Entries for labeling bounding boxes

....

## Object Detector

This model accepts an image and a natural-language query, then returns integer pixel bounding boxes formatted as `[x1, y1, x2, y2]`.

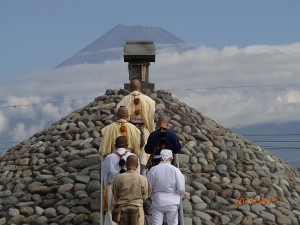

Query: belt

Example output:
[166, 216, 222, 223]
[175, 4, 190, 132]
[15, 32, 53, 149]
[130, 121, 145, 126]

....

Arrange every line of the listing above as a numbered list, skipping blank lines and omitting the pictures.

1. ## Object Detector
2. This model accepts an image and a natural-language query, then returns integer pixel bounding boxes formatted as `[x1, y1, x2, y2]`.
3. Query: belt
4. Example output:
5. [166, 216, 222, 223]
6. [175, 4, 190, 132]
7. [15, 32, 53, 149]
8. [130, 121, 145, 126]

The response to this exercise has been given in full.